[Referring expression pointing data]
※
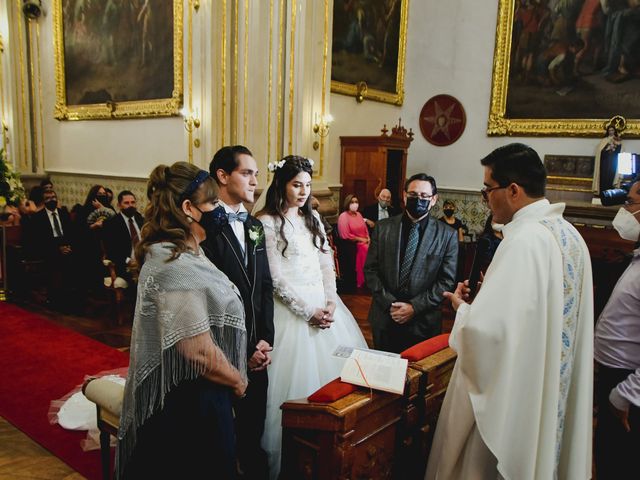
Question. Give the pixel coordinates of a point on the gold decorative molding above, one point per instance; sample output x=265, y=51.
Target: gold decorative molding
x=32, y=76
x=281, y=40
x=21, y=68
x=129, y=109
x=325, y=55
x=499, y=125
x=190, y=79
x=234, y=79
x=223, y=103
x=292, y=57
x=40, y=96
x=245, y=102
x=397, y=97
x=270, y=84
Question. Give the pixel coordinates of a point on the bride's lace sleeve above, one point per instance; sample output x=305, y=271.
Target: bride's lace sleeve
x=327, y=267
x=281, y=287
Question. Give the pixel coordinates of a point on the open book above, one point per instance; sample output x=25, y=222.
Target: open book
x=378, y=370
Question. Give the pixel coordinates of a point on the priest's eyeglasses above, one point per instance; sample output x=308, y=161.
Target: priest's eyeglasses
x=423, y=196
x=485, y=191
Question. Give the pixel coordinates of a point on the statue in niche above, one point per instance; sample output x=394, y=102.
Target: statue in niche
x=606, y=161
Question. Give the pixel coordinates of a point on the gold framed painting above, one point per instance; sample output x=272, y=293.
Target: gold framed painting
x=117, y=59
x=368, y=49
x=564, y=71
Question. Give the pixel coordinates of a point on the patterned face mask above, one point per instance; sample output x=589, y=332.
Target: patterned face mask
x=626, y=224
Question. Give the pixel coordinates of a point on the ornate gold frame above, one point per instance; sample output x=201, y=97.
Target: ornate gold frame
x=361, y=91
x=499, y=125
x=142, y=108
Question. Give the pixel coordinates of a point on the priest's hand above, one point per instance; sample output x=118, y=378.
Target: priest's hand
x=460, y=296
x=401, y=312
x=622, y=415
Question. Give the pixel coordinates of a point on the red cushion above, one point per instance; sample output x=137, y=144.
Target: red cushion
x=428, y=347
x=332, y=391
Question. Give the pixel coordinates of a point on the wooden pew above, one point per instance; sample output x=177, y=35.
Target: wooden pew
x=367, y=435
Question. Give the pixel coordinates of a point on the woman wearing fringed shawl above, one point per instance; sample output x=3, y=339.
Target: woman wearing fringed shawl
x=188, y=345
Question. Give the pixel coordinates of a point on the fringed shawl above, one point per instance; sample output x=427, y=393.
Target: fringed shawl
x=183, y=307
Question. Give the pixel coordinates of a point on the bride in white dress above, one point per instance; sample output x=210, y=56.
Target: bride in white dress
x=310, y=319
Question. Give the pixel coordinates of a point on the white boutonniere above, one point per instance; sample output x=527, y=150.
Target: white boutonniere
x=256, y=235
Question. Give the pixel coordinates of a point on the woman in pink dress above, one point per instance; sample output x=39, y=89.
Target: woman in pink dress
x=351, y=227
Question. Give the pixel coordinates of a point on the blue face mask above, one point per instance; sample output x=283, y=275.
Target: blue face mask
x=213, y=220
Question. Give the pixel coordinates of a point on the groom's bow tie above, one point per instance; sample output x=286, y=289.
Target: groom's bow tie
x=237, y=217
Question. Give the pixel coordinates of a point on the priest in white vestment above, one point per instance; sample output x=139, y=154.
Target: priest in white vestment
x=519, y=404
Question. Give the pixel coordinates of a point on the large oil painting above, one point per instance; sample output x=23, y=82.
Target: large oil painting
x=563, y=67
x=368, y=49
x=118, y=58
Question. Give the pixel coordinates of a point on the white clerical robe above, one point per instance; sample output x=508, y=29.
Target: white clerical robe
x=519, y=404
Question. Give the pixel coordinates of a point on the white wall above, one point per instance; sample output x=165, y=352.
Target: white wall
x=449, y=50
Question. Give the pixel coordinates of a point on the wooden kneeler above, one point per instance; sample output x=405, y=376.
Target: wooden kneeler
x=107, y=396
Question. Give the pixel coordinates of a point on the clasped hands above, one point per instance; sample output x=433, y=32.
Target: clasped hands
x=401, y=312
x=323, y=317
x=261, y=358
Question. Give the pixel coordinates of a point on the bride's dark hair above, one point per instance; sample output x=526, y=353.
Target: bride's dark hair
x=276, y=200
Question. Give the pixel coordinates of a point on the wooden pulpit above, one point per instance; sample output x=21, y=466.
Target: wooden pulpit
x=369, y=164
x=367, y=435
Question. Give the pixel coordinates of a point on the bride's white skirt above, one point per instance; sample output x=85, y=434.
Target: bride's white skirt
x=302, y=361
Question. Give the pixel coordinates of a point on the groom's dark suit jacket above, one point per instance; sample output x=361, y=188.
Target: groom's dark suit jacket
x=433, y=272
x=256, y=288
x=253, y=280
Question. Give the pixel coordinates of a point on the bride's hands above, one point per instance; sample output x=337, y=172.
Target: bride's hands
x=321, y=318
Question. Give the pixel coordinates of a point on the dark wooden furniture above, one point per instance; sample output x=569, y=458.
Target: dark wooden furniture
x=370, y=164
x=107, y=396
x=366, y=436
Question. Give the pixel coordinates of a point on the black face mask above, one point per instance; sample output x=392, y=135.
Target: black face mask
x=417, y=207
x=103, y=199
x=129, y=211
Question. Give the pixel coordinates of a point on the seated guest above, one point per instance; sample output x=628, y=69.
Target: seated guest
x=121, y=234
x=109, y=193
x=449, y=210
x=34, y=203
x=617, y=355
x=379, y=210
x=46, y=184
x=188, y=343
x=49, y=236
x=351, y=227
x=89, y=222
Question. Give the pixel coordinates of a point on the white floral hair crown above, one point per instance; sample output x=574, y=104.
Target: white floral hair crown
x=273, y=166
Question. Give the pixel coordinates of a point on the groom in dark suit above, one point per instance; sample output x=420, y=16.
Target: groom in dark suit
x=237, y=248
x=411, y=261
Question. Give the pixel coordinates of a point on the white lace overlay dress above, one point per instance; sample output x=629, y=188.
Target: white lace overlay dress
x=303, y=280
※
→ Your task
Without the pictures, print the records in full, exactly as they appear.

→ Final answer
Question. Give the pixel coordinates of a point on the gold decorative molding above, one point per instance; sample output x=265, y=51.
Target: gold decorative molding
x=32, y=76
x=281, y=40
x=21, y=68
x=129, y=109
x=325, y=55
x=499, y=125
x=190, y=79
x=234, y=79
x=223, y=103
x=292, y=57
x=40, y=96
x=245, y=102
x=397, y=97
x=270, y=84
Question. Give the pixel coordinates of a point on the bride's lace sleeve above, one point per instance; sample output x=305, y=271.
Target: bride's lace sleeve
x=327, y=267
x=281, y=287
Question. Give the pixel coordinates of a point on the open book above, one point per instance; sample output x=25, y=222.
Target: open book
x=378, y=370
Question. Give the pixel coordinates of a point on the priest's eyeglasses above, one point per instance; sample output x=308, y=161.
Target: priest's eyeglasses
x=423, y=196
x=485, y=191
Question. Give the pixel coordinates of a point on the statue in niche above, one point per instance; sample output x=394, y=102.
Target: statue in niche
x=606, y=161
Question. Give the pixel coordinates of a point on the gold framed painting above, one point per instance; sample output x=272, y=293.
Target: gold framed painting
x=117, y=59
x=368, y=49
x=564, y=71
Question. Give the pixel coordinates of a point on the patterned face mask above, one point per instance; sample output x=589, y=332.
Target: patterned face mask
x=626, y=224
Question. Give the pixel coordinates of a point on the ornate gold frame above, one point per instance; sample output x=201, y=97.
Target: ornate gold frame
x=361, y=91
x=499, y=125
x=142, y=108
Question. Give the pixel coordinates of a point on the priest's hand above, one point per instance; sample output x=118, y=378.
Target: priest's hand
x=460, y=296
x=401, y=312
x=622, y=415
Question. Give the pixel coordinates of a point on the red cushion above, one point per instance; sample output x=137, y=144.
Target: red cushion
x=428, y=347
x=332, y=391
Question. Give the pixel coordinates of a point on the wooden pew above, one point per instance; sample output x=177, y=35.
Target: wooden pew
x=367, y=435
Question. Give the pixel coordinates of a point on the woman wearing fringed shawl above, one point per instance; sample output x=3, y=339.
Target: woman wearing fringed shawl
x=188, y=345
Question. Give the pixel coordinates of a point on the fringed shawl above, one point per instance; sample output x=427, y=393.
Target: fringed shawl
x=183, y=307
Question. Give the pixel coordinates of a point on the bride in white dress above, one point per instance; sample output x=210, y=56.
Target: bride in white dress
x=310, y=319
Question. Give the pixel coordinates of a point on the white boutonniere above, one point per instance; sample output x=527, y=150.
Target: white boutonniere
x=256, y=235
Question. Give the pixel coordinates of a point on the woman in pink dress above, one point per instance; sample output x=39, y=89.
Target: woman in pink dress
x=351, y=227
Question. Give the pixel coordinates of a point on the blue face mask above, one point per instance; sample output x=283, y=275.
Target: blue face mask
x=213, y=220
Question. Give the pixel coordinates of a point on the groom's bow tie above, one point per instance; sample output x=286, y=289.
Target: groom's bow tie
x=237, y=217
Question. Give the pixel coordinates of a point on the priest in white vestment above, one point per instance; sample output x=139, y=154.
Target: priest in white vestment
x=519, y=404
Question. Give the pixel coordinates of a point on the large oil painting above, one point per instance; sample output x=23, y=82.
Target: large oil painting
x=563, y=67
x=368, y=49
x=118, y=58
Question. Give the pixel coordinates of a point on the white clerical robe above, one point per instance; sample output x=508, y=29.
Target: white clerical robe
x=519, y=404
Question. Give the pixel coordinates of a point on the white wall above, one point per instance; sample output x=165, y=352.
Target: white wall
x=449, y=50
Question. Give the pixel coordinates of a point on the wooden kneeler above, one point per instance; sample output x=405, y=376.
Target: wooden kneeler
x=107, y=396
Question. Give the pixel coordinates of a point on the clasped hands above, one point per instance; sample output x=433, y=32.
Target: clasped hands
x=401, y=312
x=323, y=317
x=261, y=358
Question. Give the pixel coordinates of a point on the bride's dark hair above, one point per instance; sample output x=526, y=353.
Target: bride's dark hair
x=276, y=200
Question. Give the pixel coordinates of a point on the wooden pulpit above, one point per instance; sample output x=21, y=466.
Target: wooden pulpit
x=369, y=164
x=367, y=435
Question. Give the pixel coordinates of a point on the bride's white skirt above, one point per instance; sample output x=85, y=434.
Target: bride's white skirt
x=302, y=361
Question. Give the pixel coordinates of a point on the groom's dark suit jacket above, one point per instance; sample output x=361, y=188.
Target: groom's dark suit jacket
x=433, y=272
x=256, y=288
x=253, y=280
Question. Give the pixel coordinates of a point on the bride's hands above, one point per instance; sample output x=337, y=172.
Target: bride's hands
x=321, y=318
Question. Give the pixel coordinates of a point on the dark wooden furniture above, one point per instance; sample output x=569, y=458.
Target: dark wooden furniture
x=370, y=164
x=107, y=396
x=366, y=436
Question. Give the pixel coordinates of a point on the black face mask above, one point per instance; sample output x=392, y=135.
Target: black face mask
x=417, y=207
x=103, y=199
x=129, y=211
Question. Give the pixel coordinates of a point on the seated guest above, one point per instance; sample output x=628, y=69.
Target: seated guest
x=121, y=234
x=109, y=193
x=449, y=210
x=34, y=203
x=617, y=355
x=379, y=210
x=46, y=184
x=188, y=343
x=49, y=236
x=351, y=227
x=89, y=222
Question. Give the pixel coordinates of a point on the white floral hair crown above, one point per instance; sample output x=574, y=104.
Target: white floral hair crown
x=273, y=166
Question. Give the pixel coordinates of a point on the groom in dark suit above, one point per instance; sample output x=420, y=16.
Target: groom in dark suit
x=237, y=248
x=411, y=261
Question. Give the pixel coordinates of a point on the white lace overlay dress above, one point per instance; sample output x=629, y=188.
Target: white lace overlay dress
x=303, y=280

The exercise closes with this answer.